**PROVIDED PASSAGE**
Automation using robots – Creating reinforcements or replacements?
Automation using robots has become a matter of concern for many in the working class. Many people have started wondering if we are creating reinforcements or replacements for labour. In one form or another, we have all heard of the impending robot apocalypse.
Since the first edition of ‘The Terminator’ rolled out, many people have been preparing for the (allegedly) upcoming robot takeover. With automation already being applied across various fields, the fear of being replaced by a robot is slowly gaining momentum. So much so, that the campaign for universal basic income is creating ripples across borders.
Although, there are optimists out there who claim otherwise. They say we are going to just be fine. A future with Automation doesn’t seem to be as disappointing as we think. With the onset of the automation age, we can expect a lot of policy level changes in the world economy. Let's dive deeper into the optimistic point.
This is not the first automation age
If you flip through the history books, you will find that this is not the first time humans are particularly threatened by machines. The industrial revolution, almost 3 centuries ago posed similar threats to the agriculture and textile industry. If we have learned anything from all the futuristic movies, it’s that there will always be new jobs, maybe even whole new industries created with the automation age. Technological development has always been vilified by the masses as a job killer.
However, we all have still found jobs and kept the world economy from spiralling into chaos. When computers were first introduced into the working sector, they too seemed alien and economists feared they would takeover the service industry. Today, we can hardly think of any industry that hasn’t benefited from the growth of the IT industry. If anything, this should only reinforce the optimistic outlook that technological development need not necessarily mean widespread unemployment.
More employment opportunities for all
A verifiable statistic reflecting this is the number of jobs that were created by the end of the 19th century through the industrial revolution. The number of factory weavers quadrupled by late 19th century as compared to the number of weavers during 1830s. What’s more amazing is the fact that each human was able to produce 20 times more cloth than they could have 100 years ago. So, how was this possible?
When automation is implemented in an organisation, one of two things can happen:
- The price goes down, creating more appeal for the product and increases demand for the product which will lead to more employment.

**CHECK YOUR UNDERSTANDING**
A. In the article on robot automation, rewrite the part that opens with the words containing "This is not the first automation" and closes with "a job killer.", substituting "archives" for "history books".
B. Translate this sentence from the article on robot automation into Spanish: "Technological development has always been vilified by the masses as a job killer."

**SOURCE MATERIAL**

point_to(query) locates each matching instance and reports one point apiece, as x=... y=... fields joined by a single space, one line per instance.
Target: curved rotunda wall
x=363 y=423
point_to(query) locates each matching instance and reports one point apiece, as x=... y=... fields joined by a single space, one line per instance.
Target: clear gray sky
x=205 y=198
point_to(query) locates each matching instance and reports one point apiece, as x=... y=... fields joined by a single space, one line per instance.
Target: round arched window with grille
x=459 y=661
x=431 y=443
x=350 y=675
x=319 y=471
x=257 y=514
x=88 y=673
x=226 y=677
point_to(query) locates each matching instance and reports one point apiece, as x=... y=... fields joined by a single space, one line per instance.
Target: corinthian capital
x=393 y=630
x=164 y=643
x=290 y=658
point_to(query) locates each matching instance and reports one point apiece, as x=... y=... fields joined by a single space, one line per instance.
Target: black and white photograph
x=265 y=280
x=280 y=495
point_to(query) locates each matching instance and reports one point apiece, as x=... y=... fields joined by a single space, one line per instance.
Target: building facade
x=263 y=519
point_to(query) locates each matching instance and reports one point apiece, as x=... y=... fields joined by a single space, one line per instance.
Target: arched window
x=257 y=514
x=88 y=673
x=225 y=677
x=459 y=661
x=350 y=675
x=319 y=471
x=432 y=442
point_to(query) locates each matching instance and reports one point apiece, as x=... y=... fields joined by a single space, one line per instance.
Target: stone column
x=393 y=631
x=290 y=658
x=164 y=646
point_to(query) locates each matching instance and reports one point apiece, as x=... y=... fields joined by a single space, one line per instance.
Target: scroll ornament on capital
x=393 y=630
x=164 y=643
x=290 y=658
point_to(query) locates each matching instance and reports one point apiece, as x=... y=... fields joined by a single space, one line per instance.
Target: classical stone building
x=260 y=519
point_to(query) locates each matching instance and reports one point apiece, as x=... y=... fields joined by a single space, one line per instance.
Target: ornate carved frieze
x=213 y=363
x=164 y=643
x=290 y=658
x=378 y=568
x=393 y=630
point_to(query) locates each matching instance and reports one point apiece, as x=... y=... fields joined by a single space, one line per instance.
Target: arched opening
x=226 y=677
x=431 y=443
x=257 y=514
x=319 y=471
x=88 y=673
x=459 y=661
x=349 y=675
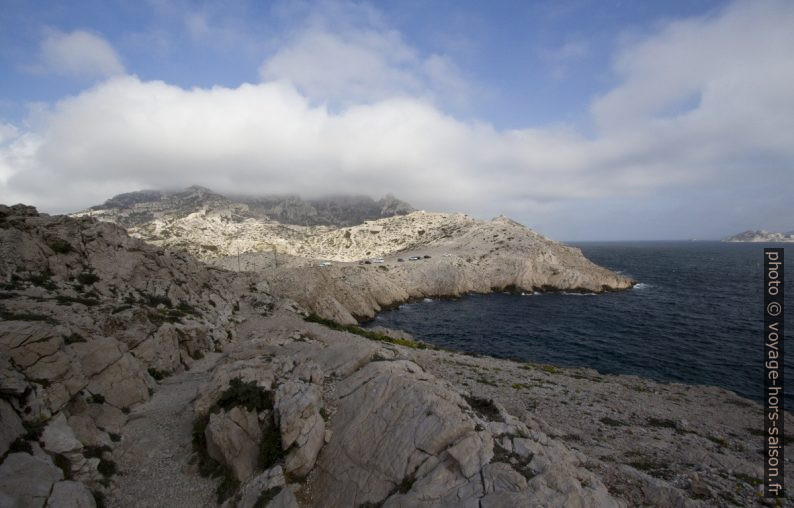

**ANSWER LIST**
A.
This is not the first automation age
If you flip through the archives, you will find that this is not the first time humans are particularly threatened by machines. The industrial revolution, almost 3 centuries ago posed similar threats to the agriculture and textile industry. If we have learned anything from all the futuristic movies, it’s that there will always be new jobs, maybe even whole new industries created with the automation age. Technological development has always been vilified by the masses as a job killer.

B. El desarrollo tecnológico siempre ha sido vilipendiado por las masas como destructor de empleos.